Top of THE DATA
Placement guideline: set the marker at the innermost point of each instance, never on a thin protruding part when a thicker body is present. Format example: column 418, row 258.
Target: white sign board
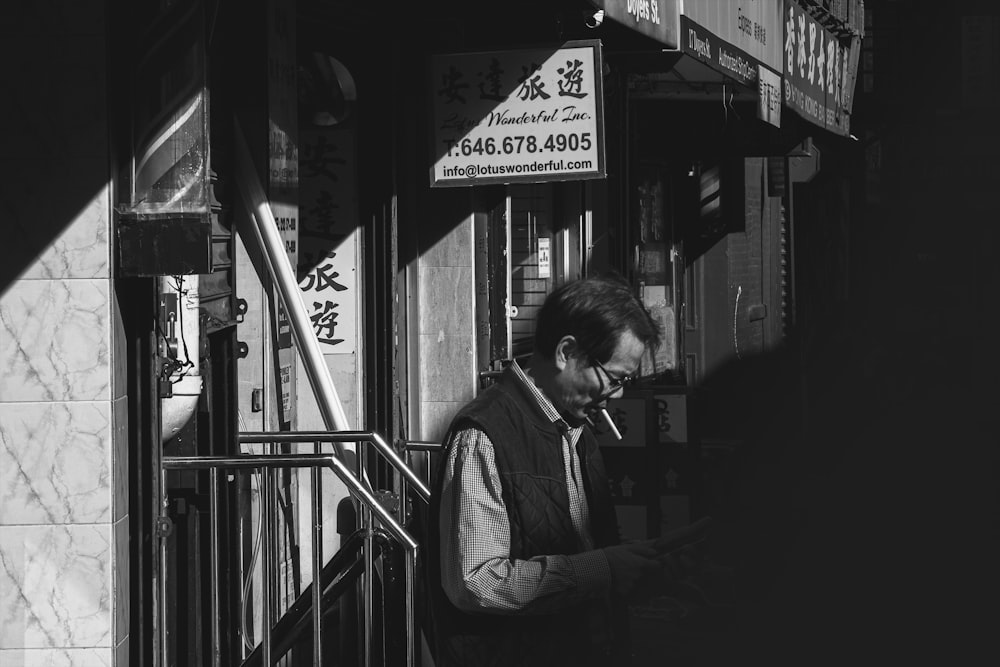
column 529, row 115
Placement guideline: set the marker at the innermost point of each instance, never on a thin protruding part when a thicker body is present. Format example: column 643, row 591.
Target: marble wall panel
column 55, row 463
column 119, row 458
column 55, row 586
column 453, row 249
column 58, row 657
column 447, row 301
column 120, row 592
column 54, row 341
column 447, row 367
column 77, row 247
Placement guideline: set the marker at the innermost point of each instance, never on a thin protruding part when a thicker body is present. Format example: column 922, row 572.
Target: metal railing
column 262, row 230
column 371, row 511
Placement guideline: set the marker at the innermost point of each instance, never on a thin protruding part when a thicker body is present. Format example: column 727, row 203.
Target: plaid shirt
column 477, row 572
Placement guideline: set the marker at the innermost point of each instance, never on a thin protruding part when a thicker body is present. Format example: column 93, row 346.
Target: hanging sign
column 530, row 115
column 819, row 72
column 654, row 18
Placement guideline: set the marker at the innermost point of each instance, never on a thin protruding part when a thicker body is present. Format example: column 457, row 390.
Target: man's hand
column 630, row 563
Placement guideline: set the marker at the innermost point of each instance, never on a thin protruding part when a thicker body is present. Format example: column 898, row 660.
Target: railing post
column 213, row 512
column 266, row 564
column 317, row 556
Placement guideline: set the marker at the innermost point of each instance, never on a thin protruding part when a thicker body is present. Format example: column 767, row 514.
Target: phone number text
column 514, row 145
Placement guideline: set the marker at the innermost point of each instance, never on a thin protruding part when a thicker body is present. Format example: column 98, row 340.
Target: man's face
column 582, row 385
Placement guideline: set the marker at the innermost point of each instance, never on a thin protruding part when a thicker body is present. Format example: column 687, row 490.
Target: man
column 525, row 564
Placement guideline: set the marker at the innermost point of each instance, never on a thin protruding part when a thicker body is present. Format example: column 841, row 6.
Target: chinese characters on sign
column 529, row 115
column 328, row 252
column 818, row 77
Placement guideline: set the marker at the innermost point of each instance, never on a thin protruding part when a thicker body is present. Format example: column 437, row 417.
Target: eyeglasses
column 614, row 384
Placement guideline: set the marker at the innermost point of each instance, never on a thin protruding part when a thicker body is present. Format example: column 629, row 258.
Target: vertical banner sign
column 283, row 158
column 544, row 257
column 819, row 80
column 328, row 237
column 529, row 115
column 769, row 96
column 654, row 18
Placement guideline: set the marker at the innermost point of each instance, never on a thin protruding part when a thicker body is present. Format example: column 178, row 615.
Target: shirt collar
column 543, row 401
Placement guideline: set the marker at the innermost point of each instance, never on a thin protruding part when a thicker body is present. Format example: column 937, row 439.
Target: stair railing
column 371, row 510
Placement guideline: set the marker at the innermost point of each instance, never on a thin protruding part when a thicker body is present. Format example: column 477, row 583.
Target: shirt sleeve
column 477, row 572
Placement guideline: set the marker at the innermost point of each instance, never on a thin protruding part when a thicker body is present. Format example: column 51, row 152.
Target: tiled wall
column 63, row 450
column 447, row 320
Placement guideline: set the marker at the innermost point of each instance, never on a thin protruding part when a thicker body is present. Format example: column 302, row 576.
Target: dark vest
column 528, row 452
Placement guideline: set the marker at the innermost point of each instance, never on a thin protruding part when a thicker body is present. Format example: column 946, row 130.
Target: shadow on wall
column 54, row 168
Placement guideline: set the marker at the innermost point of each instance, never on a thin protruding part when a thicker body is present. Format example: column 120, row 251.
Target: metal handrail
column 292, row 437
column 267, row 463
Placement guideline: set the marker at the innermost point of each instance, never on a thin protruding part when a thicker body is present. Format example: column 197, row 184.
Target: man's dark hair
column 596, row 311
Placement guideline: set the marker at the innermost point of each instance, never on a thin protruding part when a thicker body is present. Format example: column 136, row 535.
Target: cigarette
column 611, row 424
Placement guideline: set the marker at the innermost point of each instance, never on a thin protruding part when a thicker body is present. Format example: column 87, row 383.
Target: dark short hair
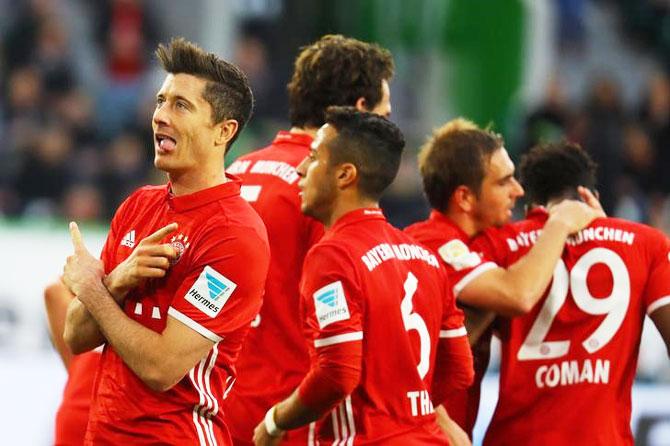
Bottom of THE DATA
PROBLEM DETAILS: Reproduce every entry word for word, but skip any pictures.

FINISHED TASK:
Placement guideline: set the marker at the innermost point of each instance, never on a thin protruding part when a thicker body is present. Format example: column 418, row 258.
Target: white sign board
column 529, row 115
Placement guideline: set the marker at the innermost point of each instance, never on a thin protruding part when a thicker body is present. Format example: column 643, row 591.
Target: marble wall panel
column 55, row 463
column 119, row 458
column 55, row 586
column 453, row 249
column 58, row 657
column 447, row 301
column 120, row 592
column 54, row 341
column 447, row 367
column 77, row 247
Placement guideline: set the marker at the innermost point of each instance, never on a thin protruding part when a thicker body is present. Format example: column 922, row 572.
Target: metal railing
column 262, row 230
column 371, row 511
Placement guideline: set the marker at the innermost point of each instance, never on a thin protruding part when a thicker body is present. Format example: column 727, row 203.
Target: plaid shirt
column 477, row 572
Placement guideline: set the marker at the innermost point of each instance, never on a thin protruding part when a thicker body is present. Format example: column 93, row 346.
Target: hanging sign
column 530, row 115
column 819, row 72
column 654, row 18
Placement guideline: set the marker at the innermost point of each instance, never on a thin protruding part when a thicker body is present. Format example: column 457, row 390.
Target: man's hand
column 630, row 563
Placement guideline: set the marker at the innermost point of each instance, never on a thin protruding part when a thicker body is present. Format example: column 898, row 660.
Target: railing post
column 213, row 512
column 266, row 564
column 317, row 556
Placement guideline: set the marker at the innermost point of each instance, never on a thin protruding part when a thicker body is present. Format example: column 767, row 514.
Target: phone number text
column 514, row 145
Placement guideline: set the marker at the innermost point of each instance, never on a thin protruding part when a thicker body is present. Format example: column 98, row 340.
Target: man's face
column 582, row 385
Placement guideline: set the marker at the innermost point of each instance, never on a thin protruding part when a thicker body is present. Format example: column 687, row 490.
Target: man
column 525, row 564
Placement guideline: set the marker at the innermost point of each instance, never on a thin protruding part when a thicker body is present. Format example: column 841, row 6.
Target: chinese characters on sign
column 529, row 115
column 328, row 252
column 818, row 77
Placement guideline: set the marker at the innermost point of each instance, never on a thin protruding part when a thicker body is present. Format example: column 437, row 417.
Target: eyeglasses
column 614, row 384
Placement guideline: set the marker at the innermost point of each instance, never on a thin protruding part when a thicker body is present. Format example: column 629, row 258.
Target: vertical banner sign
column 283, row 158
column 544, row 257
column 819, row 80
column 328, row 237
column 529, row 115
column 769, row 96
column 654, row 18
Placement guideline: set the marker at the innermost point of each instance, never on a thin protruding part when a thicker body is present. Format example: column 178, row 615.
Target: shirt collar
column 543, row 401
Placement guideline: set the marker at the innermost point of each instance, never on a thin protruding part when a thicker body is present. Format example: column 937, row 439.
Target: stair railing
column 371, row 510
Placement guideline: set the marker at the innermost point of each instance, never on a thin protruding part when a thicker body is present. Format example: column 477, row 583.
Target: shirt sleeve
column 477, row 572
Placement guideline: set the marker at the innermost point of each instance, never on a thin protruding part when a thicker body is present. Format example: column 51, row 152.
Target: tiled wall
column 63, row 450
column 447, row 320
Placement guideline: set the marker at the innermost point of each instance, never on a thin protruding part when a thicker body is present. Format example: column 302, row 576.
Target: dark vest
column 528, row 452
Placement guideline: set the marker at the innermost point of each instance, never on a thin protruding part when a thicker body is present. Format example: column 946, row 130.
Target: shadow on wall
column 54, row 168
Placement guideline: set the marker at the innermost point of each instance, never on a thin protruding part when a thicker body is present. Format example: column 120, row 251.
Target: metal handrail
column 292, row 437
column 267, row 463
Placement guideline: set the marker at the innermost point of each instance, never on a thin protruding part when a thicker body is present. Format example: column 197, row 184.
Target: man's dark hair
column 596, row 311
Placement guideline: set the marker at the innermost point of each instance, never on a thin protruding part when a thicker body is present. Format example: column 136, row 535.
Target: cigarette
column 611, row 424
Placement guideline: set the marker at the innermost point of each instance, never on a thin protruding part when a thicker body is present. Format example: column 87, row 383.
Target: dark short hair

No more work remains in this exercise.